■ **Selected extract**:
##############################
Sunken ships and bomb damage scar Georgian coast
Monday, September 08, 2008
POTI, Georgia Bomb craters scar Georgia's devastated naval port, and Russian forces dig in at a bustling base nearby. Half-empty beach resorts count the losses from a ruined summer season.
Along the former Soviet republic's balmy, palm-lined Black Sea coast, last month's war with Russia has stirred anger over Moscow's brazen occupation and anxiety about the future of a country still struggling to its feet after the Soviet collapse.
The war broke out Aug. 7 in South Ossetia, far to the east, when Russia responded to a Georgian offensive by sending troops, tanks and warplanes that soon drove deep into Georgian territory.
One of the first Russian targets was the military port at Poti, which bore the brunt of what Georgian officials and shaken residents say was a midnight bombing raid by Russian warplanes.
##############################
■ **Source excerpt**:
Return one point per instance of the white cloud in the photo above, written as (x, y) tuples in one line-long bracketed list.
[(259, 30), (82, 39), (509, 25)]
##############################
■ **Short task 1**:
Repeat everything in the article about war damage on Georgia's Black Sea coast from "The war broke" down to "into Georgian territory.", word for word.
■ **Short task 2**:
Carry on the news story about war damage on Georgia's Black Sea coast from the point where it stops.

■ **Exercise result 1**:
The war broke out Aug. 7 in South Ossetia, far to the east, when Russia responded to a Georgian offensive by sending troops, tanks and warplanes that soon drove deep into Georgian territory.

■ **Exercise result 2**:
"There were bombs falling and explosions, and people running everywhere," said Zia Kvelesiani, a weathered 45-year-old woman selling sunflower seeds at the adjacent commercial port as the flagship of the U.S. Navy's 6th Fleet anchored to deliver humanitarian aid.
The damage was starkly clear.
The flagship of Georgia's own tiny naval fleet, the missile boat Dioskuria, lay submerged at dockside; only the top protruded from the water. Another missile boat was in pieces nearby, and a white coast guard cutter lolled at an awkward angle with part of its deck under water.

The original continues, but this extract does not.